The Role of the BMK1-MEKK3 Pathway in Breast Cancer

Institution: Scripps Research Institute
Investigator(s): Ta-Hsiang Chao, Ph.D. -
Award Cycle: 2000 (Cycle VI) Grant #: 6FB-0027 Award: $64,152
Award Type: Postdoctoral Fellowship
Research Priorities
Biology of the Breast Cell>Pathogenesis: understanding the disease



Initial Award Abstract (2000)
Breast cancer and other cancers of epithelial origin (e.g., lung, bladder) often show increased growth potential through a cell surface epidermal growth factor (EGF) receptor. A complex group of cellular proteins are responsible for activity of EGF. These include the mitogen-activated protein (MAP) kinases. Our interest is in a specific type of MAP, called big MAP kinase, BMK1. This BMK1 growth controlling protein appears to have unique structural elements, and may provide a key understanding of how growth control operates in breast cancer. We have demonstrated that EGF and heregulin (the activator of the Her-2/neu) can work through BMK1. More importantly, my preliminary studies have demonstrated that the activity of BMK1 is essentially required for heregulin-induced cell proliferation and cell cycle progression in breast cancer cell lines. This strongly suggests the BMK1 activity is involved in breast cancer cell proliferation.

==========

Brief 1
State whether each statement agrees with the grant abstract. Answer yes or no, and quote the words of the text that decide it.
(a) The award was a Postdoctoral Fellowship.
(b) BMK1 activity was found to be unnecessary for heregulin-induced cell proliferation in breast cancer cell lines.
(c) Heregulin is described as the activator of the Her-2/neu.
Brief 2
Reproduce word for word the part of the grant abstract from "Institution: Scripps Research" to "Award Abstract (2000)".

Material provided
==========

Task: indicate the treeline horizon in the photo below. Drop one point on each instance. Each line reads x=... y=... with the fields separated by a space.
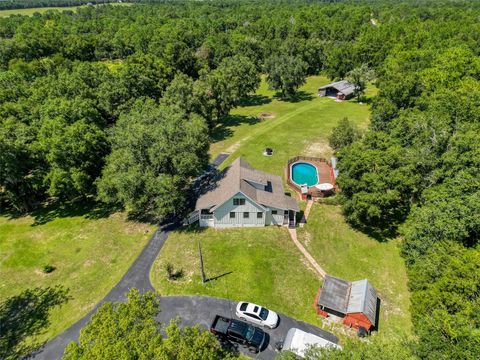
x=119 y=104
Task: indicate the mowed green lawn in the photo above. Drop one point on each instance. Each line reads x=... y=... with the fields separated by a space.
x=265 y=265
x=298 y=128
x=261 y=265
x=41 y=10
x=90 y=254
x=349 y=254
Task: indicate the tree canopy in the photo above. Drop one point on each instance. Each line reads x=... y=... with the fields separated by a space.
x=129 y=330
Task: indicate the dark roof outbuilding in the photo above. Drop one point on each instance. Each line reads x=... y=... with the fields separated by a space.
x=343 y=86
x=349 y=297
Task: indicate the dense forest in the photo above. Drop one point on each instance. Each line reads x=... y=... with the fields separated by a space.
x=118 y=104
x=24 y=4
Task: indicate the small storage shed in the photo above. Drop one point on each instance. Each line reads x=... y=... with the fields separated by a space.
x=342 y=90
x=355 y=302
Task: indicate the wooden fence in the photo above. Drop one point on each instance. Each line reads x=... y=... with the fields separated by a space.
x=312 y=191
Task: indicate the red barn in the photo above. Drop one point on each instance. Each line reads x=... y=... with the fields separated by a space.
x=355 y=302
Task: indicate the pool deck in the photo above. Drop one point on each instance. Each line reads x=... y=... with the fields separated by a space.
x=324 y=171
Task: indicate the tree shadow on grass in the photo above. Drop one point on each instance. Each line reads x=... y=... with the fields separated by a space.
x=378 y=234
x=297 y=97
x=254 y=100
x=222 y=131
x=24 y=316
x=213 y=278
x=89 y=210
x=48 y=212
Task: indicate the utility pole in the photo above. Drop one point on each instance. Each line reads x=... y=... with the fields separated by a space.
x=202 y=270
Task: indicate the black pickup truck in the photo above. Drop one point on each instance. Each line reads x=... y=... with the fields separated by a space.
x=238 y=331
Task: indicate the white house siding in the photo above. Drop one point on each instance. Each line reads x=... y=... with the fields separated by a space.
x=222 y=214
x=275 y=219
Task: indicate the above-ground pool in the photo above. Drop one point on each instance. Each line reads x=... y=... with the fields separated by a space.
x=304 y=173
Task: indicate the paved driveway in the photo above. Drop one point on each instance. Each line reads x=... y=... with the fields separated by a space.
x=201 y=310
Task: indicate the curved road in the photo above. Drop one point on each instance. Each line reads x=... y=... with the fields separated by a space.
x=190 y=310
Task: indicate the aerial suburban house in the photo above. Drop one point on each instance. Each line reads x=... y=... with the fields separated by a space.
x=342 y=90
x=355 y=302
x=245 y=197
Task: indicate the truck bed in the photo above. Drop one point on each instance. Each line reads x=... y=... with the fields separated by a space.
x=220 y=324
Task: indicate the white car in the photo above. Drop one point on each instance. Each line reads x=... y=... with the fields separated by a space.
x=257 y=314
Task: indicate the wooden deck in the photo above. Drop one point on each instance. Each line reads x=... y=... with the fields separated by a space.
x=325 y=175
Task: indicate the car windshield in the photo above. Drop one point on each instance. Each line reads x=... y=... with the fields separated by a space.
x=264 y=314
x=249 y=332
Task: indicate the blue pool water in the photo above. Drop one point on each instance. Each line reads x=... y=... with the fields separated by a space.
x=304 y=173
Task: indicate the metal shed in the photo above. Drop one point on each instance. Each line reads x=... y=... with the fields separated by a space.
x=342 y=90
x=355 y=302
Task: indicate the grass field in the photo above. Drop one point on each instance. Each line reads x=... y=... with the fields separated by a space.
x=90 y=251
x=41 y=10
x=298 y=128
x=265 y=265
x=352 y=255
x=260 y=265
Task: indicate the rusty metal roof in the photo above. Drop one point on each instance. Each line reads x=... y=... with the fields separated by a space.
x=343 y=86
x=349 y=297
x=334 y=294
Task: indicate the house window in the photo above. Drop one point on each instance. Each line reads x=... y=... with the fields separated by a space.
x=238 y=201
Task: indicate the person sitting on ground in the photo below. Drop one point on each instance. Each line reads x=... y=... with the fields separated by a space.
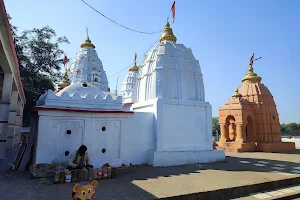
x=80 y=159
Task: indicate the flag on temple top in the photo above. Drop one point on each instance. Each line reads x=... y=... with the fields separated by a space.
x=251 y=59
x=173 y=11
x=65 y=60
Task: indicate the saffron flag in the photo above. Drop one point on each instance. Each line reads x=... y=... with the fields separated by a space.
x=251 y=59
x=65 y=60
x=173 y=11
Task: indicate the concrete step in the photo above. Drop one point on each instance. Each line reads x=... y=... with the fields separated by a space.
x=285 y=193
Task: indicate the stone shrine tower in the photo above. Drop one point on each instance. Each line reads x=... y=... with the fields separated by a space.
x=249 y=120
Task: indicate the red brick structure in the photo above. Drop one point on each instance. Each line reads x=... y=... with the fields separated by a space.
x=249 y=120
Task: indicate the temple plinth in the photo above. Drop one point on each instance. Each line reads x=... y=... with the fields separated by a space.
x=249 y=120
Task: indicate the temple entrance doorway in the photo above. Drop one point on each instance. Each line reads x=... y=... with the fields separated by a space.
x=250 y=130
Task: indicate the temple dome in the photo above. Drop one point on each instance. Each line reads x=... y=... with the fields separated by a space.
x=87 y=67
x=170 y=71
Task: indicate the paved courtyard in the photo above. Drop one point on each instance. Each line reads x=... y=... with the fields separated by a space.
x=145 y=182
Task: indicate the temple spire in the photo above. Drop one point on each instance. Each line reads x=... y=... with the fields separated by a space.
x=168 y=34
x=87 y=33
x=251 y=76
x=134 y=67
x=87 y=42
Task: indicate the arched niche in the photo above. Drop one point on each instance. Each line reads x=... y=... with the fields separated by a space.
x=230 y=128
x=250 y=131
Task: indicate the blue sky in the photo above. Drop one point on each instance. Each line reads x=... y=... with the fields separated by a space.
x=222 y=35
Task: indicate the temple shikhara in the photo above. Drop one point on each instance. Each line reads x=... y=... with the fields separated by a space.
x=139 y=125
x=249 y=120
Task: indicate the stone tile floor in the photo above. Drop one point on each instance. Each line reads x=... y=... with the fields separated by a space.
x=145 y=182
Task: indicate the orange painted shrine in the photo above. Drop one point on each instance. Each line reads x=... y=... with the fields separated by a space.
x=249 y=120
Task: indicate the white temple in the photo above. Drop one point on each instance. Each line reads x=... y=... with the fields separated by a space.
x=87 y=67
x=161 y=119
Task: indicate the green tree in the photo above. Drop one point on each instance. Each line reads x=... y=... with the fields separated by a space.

==========

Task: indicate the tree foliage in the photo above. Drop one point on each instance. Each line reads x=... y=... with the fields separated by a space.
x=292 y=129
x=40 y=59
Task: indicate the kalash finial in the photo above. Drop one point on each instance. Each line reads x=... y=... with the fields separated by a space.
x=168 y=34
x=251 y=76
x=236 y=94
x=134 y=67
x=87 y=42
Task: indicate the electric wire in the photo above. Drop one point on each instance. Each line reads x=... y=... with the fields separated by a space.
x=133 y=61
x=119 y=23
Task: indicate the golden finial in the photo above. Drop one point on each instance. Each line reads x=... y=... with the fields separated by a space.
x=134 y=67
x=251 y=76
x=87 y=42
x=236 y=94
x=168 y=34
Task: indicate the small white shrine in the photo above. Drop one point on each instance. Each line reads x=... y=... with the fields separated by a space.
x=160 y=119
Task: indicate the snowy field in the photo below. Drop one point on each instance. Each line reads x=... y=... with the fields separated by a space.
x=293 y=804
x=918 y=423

==========

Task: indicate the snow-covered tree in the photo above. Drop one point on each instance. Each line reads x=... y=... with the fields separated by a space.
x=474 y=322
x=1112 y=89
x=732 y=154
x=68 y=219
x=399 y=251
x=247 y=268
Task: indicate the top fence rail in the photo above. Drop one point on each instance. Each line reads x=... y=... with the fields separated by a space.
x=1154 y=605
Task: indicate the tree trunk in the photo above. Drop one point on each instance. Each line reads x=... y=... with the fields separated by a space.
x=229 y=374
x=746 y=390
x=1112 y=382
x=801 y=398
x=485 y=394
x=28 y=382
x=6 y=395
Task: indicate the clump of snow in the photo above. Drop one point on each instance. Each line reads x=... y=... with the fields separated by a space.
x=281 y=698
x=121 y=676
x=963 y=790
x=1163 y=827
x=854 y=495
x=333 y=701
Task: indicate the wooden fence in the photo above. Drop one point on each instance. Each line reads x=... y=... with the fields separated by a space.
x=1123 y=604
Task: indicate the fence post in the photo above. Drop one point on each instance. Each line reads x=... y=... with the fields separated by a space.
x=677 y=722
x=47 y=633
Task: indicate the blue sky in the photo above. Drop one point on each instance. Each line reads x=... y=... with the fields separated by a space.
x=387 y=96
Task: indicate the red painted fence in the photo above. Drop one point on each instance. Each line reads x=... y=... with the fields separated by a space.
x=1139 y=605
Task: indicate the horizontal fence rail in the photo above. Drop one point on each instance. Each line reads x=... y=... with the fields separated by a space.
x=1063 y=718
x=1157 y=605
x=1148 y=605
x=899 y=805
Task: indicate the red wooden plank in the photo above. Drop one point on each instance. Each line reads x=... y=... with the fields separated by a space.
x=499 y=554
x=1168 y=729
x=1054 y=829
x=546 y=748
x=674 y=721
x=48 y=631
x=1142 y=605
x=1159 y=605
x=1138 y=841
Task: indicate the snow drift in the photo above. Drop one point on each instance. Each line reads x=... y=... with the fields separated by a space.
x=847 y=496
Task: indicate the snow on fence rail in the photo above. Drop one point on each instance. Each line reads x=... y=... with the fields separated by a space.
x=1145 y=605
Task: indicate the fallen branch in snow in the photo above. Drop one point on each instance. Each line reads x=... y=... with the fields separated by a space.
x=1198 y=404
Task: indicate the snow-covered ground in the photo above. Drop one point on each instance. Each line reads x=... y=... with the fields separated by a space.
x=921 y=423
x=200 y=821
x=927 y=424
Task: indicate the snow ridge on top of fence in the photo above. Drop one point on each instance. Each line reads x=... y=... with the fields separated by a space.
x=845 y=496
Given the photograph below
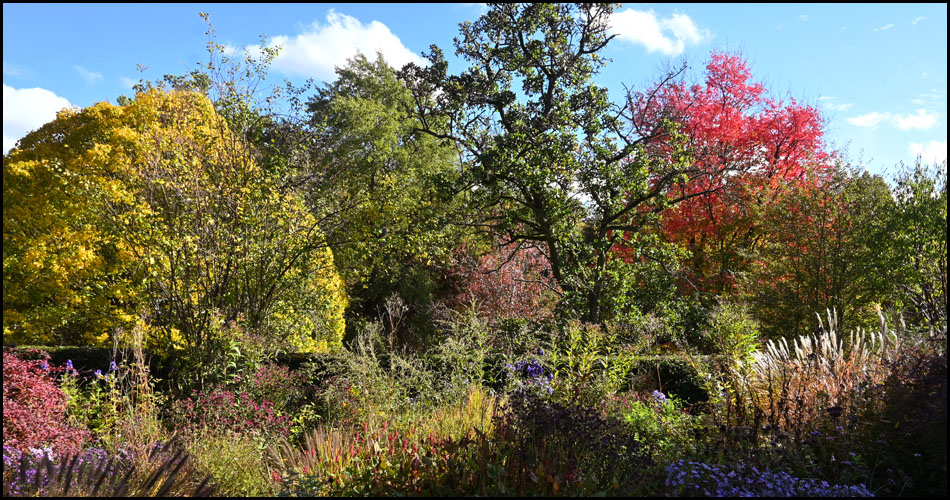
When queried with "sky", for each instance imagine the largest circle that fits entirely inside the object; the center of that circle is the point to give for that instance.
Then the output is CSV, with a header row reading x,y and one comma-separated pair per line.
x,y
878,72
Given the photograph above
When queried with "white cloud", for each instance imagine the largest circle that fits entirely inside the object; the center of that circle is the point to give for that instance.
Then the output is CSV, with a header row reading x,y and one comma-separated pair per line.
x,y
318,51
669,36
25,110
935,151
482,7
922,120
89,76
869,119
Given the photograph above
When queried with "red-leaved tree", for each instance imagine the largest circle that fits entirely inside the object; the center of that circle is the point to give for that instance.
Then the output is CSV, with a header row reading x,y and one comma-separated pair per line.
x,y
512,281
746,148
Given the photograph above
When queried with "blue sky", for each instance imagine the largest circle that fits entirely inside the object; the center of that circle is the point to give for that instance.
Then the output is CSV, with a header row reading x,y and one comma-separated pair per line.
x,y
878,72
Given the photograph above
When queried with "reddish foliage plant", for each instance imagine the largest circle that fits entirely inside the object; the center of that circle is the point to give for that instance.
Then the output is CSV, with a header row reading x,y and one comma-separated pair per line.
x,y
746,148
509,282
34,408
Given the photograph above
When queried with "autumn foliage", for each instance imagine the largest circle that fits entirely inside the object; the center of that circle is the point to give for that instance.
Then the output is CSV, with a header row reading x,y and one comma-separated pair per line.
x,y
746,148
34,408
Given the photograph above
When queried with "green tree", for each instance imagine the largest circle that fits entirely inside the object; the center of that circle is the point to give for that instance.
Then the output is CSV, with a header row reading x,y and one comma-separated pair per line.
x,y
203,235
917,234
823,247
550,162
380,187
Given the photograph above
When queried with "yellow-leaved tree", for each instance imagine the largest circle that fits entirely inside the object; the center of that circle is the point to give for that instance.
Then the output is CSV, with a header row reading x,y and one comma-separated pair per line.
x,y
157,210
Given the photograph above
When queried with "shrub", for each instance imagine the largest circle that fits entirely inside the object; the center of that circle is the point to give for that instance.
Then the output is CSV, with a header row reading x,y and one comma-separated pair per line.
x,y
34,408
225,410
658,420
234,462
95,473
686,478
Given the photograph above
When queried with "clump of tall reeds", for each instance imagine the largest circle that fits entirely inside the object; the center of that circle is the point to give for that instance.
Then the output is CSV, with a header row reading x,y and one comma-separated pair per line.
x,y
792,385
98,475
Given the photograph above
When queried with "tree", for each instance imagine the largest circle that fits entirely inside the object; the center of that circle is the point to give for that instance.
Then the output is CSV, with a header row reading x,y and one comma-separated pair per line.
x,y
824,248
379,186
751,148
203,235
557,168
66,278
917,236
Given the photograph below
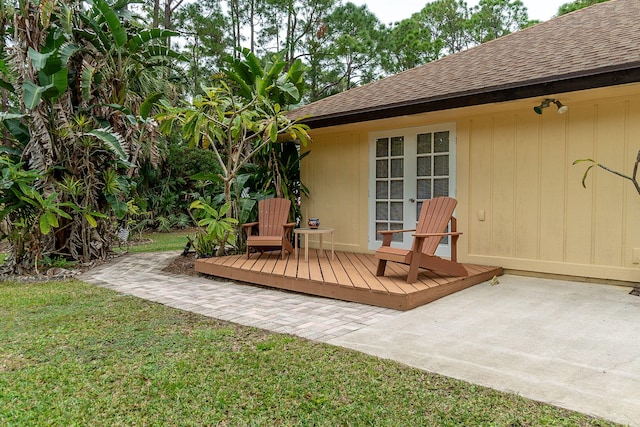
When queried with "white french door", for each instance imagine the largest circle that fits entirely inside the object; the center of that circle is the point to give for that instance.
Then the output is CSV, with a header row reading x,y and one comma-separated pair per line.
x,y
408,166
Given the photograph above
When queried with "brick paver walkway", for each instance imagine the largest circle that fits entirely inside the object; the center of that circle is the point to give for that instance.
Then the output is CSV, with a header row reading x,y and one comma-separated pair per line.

==========

Expected output 1
(a) Yes: "Award Type: Postdoctoral Fellowship"
(b) No: "the activity of BMK1 is essentially required for heregulin-induced cell proliferation and cell cycle progression in breast cancer cell lines"
(c) Yes: "heregulin (the activator of the Her-2/neu)"

Expected output 2
Institution: Scripps Research Institute
Investigator(s): Ta-Hsiang Chao, Ph.D. -
Award Cycle: 2000 (Cycle VI) Grant #: 6FB-0027 Award: $64,152
Award Type: Postdoctoral Fellowship
Research Priorities
Biology of the Breast Cell>Pathogenesis: understanding the disease



Initial Award Abstract (2000)